WORKING DATA: Begin

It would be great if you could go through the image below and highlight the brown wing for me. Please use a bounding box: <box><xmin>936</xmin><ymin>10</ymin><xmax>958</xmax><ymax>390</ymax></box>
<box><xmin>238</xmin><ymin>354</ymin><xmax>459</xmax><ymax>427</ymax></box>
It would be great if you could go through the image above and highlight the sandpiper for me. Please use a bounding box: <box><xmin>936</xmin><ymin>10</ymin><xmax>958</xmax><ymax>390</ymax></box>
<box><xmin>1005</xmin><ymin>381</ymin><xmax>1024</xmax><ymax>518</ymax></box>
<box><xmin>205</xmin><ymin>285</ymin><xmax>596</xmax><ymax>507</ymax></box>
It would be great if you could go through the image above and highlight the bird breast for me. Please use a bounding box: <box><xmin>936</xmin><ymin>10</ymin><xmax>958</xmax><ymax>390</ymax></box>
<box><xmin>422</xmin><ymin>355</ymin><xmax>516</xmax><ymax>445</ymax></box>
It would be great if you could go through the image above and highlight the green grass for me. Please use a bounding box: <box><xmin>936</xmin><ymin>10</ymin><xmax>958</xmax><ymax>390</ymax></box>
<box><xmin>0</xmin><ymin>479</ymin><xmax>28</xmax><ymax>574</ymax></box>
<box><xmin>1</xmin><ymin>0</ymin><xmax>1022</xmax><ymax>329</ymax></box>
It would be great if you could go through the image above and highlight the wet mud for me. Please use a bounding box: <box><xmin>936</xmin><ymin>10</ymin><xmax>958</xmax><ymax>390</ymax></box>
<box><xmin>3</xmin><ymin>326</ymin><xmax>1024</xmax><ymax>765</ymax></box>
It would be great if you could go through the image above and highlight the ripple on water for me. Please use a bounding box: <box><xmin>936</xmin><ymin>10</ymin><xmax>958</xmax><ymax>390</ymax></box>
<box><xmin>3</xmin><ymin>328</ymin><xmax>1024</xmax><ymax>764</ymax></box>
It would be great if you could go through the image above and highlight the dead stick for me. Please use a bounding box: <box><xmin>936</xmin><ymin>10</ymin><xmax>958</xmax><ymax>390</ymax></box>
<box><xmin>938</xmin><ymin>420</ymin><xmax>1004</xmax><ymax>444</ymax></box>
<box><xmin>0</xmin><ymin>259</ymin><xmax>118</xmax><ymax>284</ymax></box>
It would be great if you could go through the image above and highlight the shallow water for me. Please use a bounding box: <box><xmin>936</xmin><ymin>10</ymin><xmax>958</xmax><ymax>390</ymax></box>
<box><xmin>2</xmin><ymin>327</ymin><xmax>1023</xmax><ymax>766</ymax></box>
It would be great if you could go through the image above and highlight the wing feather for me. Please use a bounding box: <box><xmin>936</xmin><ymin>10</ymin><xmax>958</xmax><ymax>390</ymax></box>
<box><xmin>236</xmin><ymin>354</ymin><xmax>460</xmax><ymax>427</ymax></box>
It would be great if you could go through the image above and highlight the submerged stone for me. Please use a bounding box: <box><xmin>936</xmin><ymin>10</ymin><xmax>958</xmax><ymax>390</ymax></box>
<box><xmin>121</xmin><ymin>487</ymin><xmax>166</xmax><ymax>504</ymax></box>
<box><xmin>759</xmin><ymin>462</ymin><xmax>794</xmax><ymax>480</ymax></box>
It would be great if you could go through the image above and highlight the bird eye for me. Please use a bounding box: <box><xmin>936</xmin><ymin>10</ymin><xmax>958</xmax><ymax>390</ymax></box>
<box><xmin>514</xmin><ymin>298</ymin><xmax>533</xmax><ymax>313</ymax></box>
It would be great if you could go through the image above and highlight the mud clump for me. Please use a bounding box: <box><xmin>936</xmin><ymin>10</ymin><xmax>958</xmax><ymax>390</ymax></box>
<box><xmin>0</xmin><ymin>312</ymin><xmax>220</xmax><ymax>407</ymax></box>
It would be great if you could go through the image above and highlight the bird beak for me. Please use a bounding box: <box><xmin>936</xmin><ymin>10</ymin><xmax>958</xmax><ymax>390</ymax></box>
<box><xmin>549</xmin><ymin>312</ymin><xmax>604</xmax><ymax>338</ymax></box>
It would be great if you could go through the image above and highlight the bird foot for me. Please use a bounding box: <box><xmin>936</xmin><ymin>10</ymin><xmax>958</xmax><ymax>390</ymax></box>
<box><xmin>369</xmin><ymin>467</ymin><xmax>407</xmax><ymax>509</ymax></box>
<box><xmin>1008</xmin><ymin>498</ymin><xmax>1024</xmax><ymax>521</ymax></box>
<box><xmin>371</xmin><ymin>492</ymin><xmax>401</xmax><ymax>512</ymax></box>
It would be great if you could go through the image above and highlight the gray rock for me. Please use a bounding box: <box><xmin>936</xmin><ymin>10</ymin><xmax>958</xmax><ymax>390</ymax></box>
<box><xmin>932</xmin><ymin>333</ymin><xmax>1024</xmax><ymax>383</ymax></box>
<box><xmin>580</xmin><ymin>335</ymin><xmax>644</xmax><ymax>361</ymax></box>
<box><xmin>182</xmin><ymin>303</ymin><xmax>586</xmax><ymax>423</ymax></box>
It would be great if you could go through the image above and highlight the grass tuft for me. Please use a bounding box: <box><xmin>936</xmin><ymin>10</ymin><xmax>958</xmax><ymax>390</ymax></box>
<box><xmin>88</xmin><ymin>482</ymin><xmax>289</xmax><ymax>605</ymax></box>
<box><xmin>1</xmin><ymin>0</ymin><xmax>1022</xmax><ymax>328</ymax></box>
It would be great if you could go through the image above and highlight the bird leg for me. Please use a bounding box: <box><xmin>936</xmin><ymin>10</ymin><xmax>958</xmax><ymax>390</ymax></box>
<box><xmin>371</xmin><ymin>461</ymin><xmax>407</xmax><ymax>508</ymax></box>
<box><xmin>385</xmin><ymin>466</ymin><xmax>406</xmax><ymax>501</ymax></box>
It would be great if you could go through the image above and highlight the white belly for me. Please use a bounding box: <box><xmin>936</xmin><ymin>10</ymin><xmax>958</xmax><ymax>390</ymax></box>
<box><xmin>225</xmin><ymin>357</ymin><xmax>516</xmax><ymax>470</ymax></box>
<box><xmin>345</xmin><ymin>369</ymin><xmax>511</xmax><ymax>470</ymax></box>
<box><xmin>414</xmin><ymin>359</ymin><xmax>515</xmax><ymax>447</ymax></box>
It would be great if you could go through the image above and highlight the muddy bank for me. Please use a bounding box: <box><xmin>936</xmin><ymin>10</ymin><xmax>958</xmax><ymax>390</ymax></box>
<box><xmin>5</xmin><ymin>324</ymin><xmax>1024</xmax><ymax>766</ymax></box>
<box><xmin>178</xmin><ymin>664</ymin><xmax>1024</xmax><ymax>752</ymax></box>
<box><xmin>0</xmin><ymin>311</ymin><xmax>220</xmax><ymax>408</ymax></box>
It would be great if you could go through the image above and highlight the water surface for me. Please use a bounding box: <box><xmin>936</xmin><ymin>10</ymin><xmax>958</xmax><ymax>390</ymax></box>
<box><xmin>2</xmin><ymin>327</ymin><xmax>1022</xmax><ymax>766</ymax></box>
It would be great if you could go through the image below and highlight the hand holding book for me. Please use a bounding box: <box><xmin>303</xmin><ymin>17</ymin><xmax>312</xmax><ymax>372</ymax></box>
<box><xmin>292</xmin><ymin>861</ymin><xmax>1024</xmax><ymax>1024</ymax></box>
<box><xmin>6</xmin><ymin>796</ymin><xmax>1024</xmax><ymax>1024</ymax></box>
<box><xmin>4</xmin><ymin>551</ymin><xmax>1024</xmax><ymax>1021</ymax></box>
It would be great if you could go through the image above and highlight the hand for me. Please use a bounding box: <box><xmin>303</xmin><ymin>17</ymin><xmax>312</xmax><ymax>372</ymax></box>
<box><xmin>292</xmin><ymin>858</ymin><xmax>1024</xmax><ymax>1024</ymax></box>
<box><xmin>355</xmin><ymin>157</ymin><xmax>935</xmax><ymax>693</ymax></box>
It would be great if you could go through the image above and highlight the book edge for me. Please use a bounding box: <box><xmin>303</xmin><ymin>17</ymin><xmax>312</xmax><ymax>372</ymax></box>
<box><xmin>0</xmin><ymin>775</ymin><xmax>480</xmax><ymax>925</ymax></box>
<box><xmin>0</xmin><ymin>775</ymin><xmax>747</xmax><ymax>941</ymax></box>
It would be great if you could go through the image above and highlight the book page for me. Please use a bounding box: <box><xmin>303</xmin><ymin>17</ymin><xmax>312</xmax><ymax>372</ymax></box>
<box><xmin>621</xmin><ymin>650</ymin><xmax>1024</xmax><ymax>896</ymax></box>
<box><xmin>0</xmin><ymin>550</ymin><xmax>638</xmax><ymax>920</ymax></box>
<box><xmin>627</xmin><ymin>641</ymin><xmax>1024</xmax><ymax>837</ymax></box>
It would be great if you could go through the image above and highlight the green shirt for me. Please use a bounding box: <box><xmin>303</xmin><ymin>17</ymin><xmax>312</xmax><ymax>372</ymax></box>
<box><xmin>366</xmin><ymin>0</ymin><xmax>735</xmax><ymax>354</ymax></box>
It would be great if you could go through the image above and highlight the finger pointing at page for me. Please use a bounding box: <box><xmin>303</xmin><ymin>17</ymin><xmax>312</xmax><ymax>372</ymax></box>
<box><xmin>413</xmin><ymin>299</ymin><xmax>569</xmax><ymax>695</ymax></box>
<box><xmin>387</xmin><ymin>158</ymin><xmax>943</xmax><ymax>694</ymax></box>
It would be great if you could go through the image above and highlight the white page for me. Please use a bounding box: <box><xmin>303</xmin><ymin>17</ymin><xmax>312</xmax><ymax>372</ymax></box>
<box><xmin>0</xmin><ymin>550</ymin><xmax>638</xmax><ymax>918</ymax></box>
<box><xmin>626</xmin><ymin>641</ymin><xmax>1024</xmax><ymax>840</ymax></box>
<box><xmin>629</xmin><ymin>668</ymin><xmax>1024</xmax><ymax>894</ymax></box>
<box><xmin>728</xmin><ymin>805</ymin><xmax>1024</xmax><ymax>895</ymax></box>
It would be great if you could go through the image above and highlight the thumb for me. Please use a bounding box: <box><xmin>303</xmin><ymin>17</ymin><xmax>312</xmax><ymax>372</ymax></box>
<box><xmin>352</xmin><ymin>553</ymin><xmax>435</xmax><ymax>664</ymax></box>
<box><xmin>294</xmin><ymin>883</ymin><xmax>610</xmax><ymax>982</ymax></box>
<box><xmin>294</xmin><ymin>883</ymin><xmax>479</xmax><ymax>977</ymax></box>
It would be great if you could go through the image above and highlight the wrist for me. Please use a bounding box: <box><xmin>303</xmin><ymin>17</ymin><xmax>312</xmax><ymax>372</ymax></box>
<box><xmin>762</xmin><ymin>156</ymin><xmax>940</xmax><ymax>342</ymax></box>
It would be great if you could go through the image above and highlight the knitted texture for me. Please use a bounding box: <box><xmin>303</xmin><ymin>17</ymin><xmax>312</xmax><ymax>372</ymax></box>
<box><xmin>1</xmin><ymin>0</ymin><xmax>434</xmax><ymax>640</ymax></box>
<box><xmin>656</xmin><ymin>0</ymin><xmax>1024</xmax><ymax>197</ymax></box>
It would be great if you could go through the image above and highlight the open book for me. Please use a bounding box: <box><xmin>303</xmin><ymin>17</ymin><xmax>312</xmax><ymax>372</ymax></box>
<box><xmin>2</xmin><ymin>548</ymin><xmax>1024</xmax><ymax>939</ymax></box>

WORKING DATA: End

THE PROBLEM
From the line containing "highlight the open" down to the final line of the data, write out every line exactly; both the first and last of these belong in your answer, and nothing else does.

ANSWER SPACE
It would be great if you could go through the image above and highlight the open book for me. Please use a bounding box: <box><xmin>303</xmin><ymin>17</ymin><xmax>312</xmax><ymax>372</ymax></box>
<box><xmin>2</xmin><ymin>548</ymin><xmax>1024</xmax><ymax>939</ymax></box>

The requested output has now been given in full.